VORLIEGENDER AUSZUG —
________________________________________

Zwischen Karlsruhe und Luxemburg

HOAI-Mindestsätze zwischen Privatparteien?


Der Europäische Gerichtshof hat vergangenes Jahr festgestellt, dass die Mindestsatzregelung der deutschen HOAI gegen EU-Recht verstößt? Was bedeutet diese Entscheidung für Privatparteien? Auch der Bundesgerichtshof ist sich nicht sicher.

Fundstelle:

BGH, Beschluss vom 15.05.2020, VII ZR 174/19

Sachverhalt

Ein Ingenieur vereinbart mit einem Auftraggeber Planungsleistungen für ein Bauvorhaben mit einer Pauschalvergütung von knapp 55.000 Euro. Nachdem der Ingenieur den Vertrag später gekündigt hat, rechnet er auf Basis der Mindestsätze ab und legt seine Schlussrechnung über fast die doppelte Summe, knapp 103.000 Euro.

________________________________________

AUFGABEN —
• 1. Stimmen diese Aussagen mit dem Auszug über die HOAI-Mindestsätze überein? Beantworte jede mit Ja oder Nein und belege sie mit den entscheidenden Worten des Auszugs als wörtlichem Zitat: (a) Der Ingenieur hat den Vertrag gekündigt. (b) Die vereinbarte Pauschalvergütung betrug knapp 103.000 Euro. (c) Der Bundesgerichtshof hält die Lage für Privatparteien für eindeutig.
• 2. Wie geht der Auszug über die HOAI-Mindestsätze nach seinem letzten Satz weiter? Setze ihn fort.

________________________________________

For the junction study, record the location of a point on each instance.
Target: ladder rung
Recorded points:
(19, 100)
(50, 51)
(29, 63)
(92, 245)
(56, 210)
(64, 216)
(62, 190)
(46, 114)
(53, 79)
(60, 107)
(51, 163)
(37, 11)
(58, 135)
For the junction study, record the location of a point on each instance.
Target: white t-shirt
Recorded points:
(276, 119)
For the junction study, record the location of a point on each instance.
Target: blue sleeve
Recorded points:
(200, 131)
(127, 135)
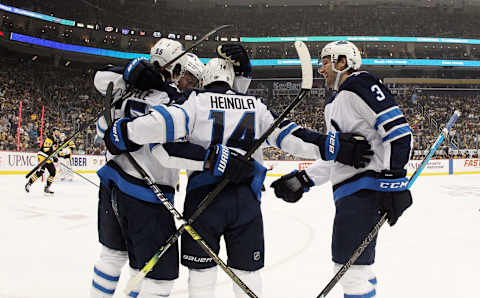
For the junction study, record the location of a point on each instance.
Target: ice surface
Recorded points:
(49, 244)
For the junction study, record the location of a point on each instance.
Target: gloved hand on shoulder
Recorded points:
(291, 187)
(347, 148)
(237, 54)
(226, 162)
(143, 75)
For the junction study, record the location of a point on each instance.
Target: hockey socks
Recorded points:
(358, 282)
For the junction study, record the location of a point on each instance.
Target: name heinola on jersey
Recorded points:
(231, 102)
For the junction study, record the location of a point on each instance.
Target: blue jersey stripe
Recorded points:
(389, 115)
(284, 133)
(396, 133)
(102, 289)
(169, 125)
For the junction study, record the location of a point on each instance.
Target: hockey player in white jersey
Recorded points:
(132, 222)
(215, 118)
(362, 104)
(65, 160)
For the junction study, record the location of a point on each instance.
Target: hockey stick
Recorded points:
(166, 203)
(79, 131)
(196, 44)
(383, 219)
(85, 125)
(307, 80)
(72, 171)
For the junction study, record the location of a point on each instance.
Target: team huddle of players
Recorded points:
(197, 117)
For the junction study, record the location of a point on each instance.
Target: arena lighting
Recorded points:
(36, 15)
(362, 38)
(255, 62)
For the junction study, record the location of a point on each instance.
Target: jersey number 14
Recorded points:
(242, 136)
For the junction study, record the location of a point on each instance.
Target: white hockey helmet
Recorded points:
(343, 48)
(339, 48)
(164, 51)
(218, 70)
(194, 65)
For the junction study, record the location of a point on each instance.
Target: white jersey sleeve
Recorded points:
(241, 84)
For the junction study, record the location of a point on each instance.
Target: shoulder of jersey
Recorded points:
(370, 89)
(112, 68)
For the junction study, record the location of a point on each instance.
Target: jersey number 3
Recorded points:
(375, 89)
(242, 136)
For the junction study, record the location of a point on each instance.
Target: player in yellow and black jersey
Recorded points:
(49, 145)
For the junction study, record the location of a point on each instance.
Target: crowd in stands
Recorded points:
(70, 100)
(256, 21)
(67, 96)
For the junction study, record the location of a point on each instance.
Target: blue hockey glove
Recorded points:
(237, 54)
(143, 75)
(116, 138)
(228, 163)
(347, 148)
(291, 187)
(394, 203)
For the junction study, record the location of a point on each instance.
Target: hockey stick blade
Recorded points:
(103, 112)
(383, 219)
(307, 77)
(63, 145)
(107, 103)
(73, 172)
(196, 44)
(306, 64)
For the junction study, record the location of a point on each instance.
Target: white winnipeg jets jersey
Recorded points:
(226, 117)
(366, 107)
(132, 104)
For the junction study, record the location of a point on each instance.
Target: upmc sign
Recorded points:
(22, 162)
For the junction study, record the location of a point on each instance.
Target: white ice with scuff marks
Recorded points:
(48, 244)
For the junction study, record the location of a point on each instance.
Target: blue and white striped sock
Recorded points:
(103, 284)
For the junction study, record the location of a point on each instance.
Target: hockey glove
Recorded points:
(228, 163)
(238, 56)
(347, 148)
(394, 203)
(142, 75)
(291, 187)
(116, 138)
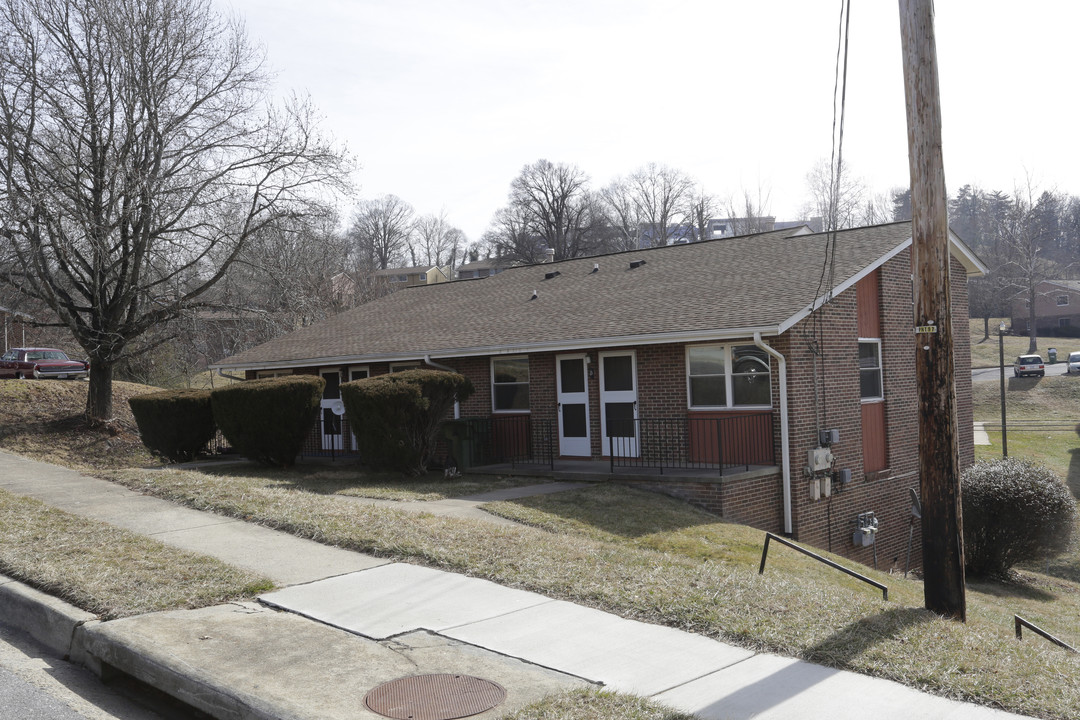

________________________________________

LÖSUNGEN —
• 1.
(a) Ja: „Nachdem der Ingenieur den Vertrag später gekündigt hat“
(b) Nein: „mit einer Pauschalvergütung von knapp 55.000 Euro“
(c) Nein: „Auch der Bundesgerichtshof ist sich nicht sicher.“

• 2.
Das Landgericht korrigiert die Rechnung geringfügig und verurteilt den Bauherrn zur Zahlung von etwa 100.000 Euro. In das anschließende Gerichtsverfahren vor der Berufungsinstanz fällt die Entscheidung des EuGH vom 04.07.2019. Das OLG hat dennoch entschieden, dass der Ingenieur nach den Mindestsätzen abrechnen dürfe und hat (unter erneuter geringfügiger Korrektur) den Bauherrn zur Zahlung von knapp 97.000 Euro verurteilt.

Der Beklagte steht auf dem Standpunkt, dass die Honorarpauschale gilt, weil die Mindestsätze durch den EuGH für unwirksam erklärt wurden. Er möchte nicht mehr als 55.000 Euro bezahlen.

Zu Recht?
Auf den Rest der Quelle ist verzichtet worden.